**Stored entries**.
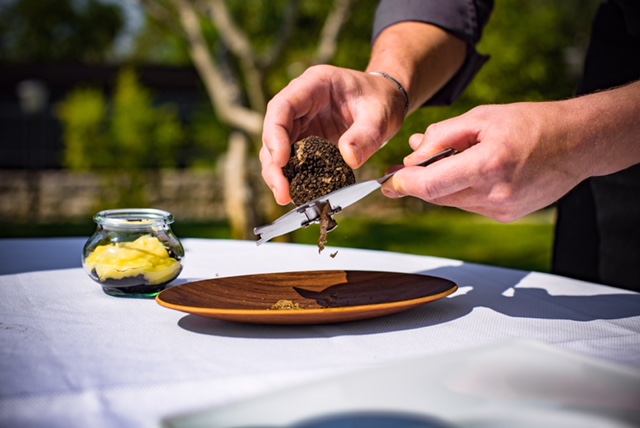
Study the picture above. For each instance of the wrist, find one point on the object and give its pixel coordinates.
(403, 91)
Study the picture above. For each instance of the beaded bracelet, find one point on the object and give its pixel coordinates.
(398, 84)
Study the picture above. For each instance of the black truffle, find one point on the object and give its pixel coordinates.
(315, 169)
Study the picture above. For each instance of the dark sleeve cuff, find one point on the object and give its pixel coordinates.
(464, 19)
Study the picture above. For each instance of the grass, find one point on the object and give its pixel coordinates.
(525, 244)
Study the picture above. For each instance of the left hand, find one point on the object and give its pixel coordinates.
(515, 159)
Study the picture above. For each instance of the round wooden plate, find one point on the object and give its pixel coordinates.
(322, 296)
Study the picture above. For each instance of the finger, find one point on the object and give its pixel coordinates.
(289, 112)
(458, 133)
(368, 133)
(441, 179)
(415, 140)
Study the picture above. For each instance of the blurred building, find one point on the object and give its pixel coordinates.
(31, 134)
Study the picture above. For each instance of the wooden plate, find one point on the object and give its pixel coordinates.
(322, 296)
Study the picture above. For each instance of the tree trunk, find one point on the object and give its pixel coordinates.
(236, 190)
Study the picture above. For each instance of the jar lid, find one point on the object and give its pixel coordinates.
(133, 218)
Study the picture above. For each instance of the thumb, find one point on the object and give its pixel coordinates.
(451, 133)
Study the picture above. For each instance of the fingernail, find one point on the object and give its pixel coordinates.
(356, 153)
(390, 193)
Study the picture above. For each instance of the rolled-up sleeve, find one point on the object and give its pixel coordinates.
(464, 19)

**WRITTEN TASK**. Rewrite the records above, changing "pixel coordinates" to "x and y positions" wherever it occurs and keeping everything else the same. Omit the pictures.

**ANSWER**.
Study the picture above. For each instance of the wrist, find one point on the object and give its x and y positions.
(403, 91)
Study the picture above. For each instance of the beaded bracelet, find one point on the object and give its x and y positions.
(398, 84)
Study the picture above. For each instance of the black truffle, find one point on the object and give its x and y positions.
(315, 169)
Study the picture above. For each instance of the dark sleeve cuff, find one point on the object and give its x and y positions.
(464, 19)
Study the picture above. For each instance of the grass, find one point on the object and give its x and y positions.
(525, 244)
Study the picture above. For each instance of the left hand, find one point on the object and give its x and y positions.
(515, 159)
Study the picture above. For each instance of the round wooden plate, find one point on the object and give its x and y positions.
(322, 296)
Study the picture above. For each instance of the finger, find one point on the object and give its x and y positions.
(289, 112)
(458, 133)
(368, 133)
(441, 179)
(415, 140)
Study the picture above. For each instance of the blurred building, find one point on the object and give its x and y positions.
(31, 134)
Study the picture above. For each instance of the wooden plate, find one point on the object and give its x and y positions.
(322, 296)
Study the picture above. For each instance of the tree trunk, find one point on the object and give its x and y positions.
(236, 190)
Study the picture above. For each instance of the jar lid, find one point on the object and give its x and y positions.
(133, 218)
Study the picture above. For each instance of the thumb, find one point on the object and give its x and y positions.
(451, 133)
Study the picture above. For each instance of the fingernail, find one point on the object and give its x and y positions.
(356, 153)
(390, 193)
Study the picture above. For each instance of the rolled-up sleeve, find one point on the object and give its x and y positions.
(464, 19)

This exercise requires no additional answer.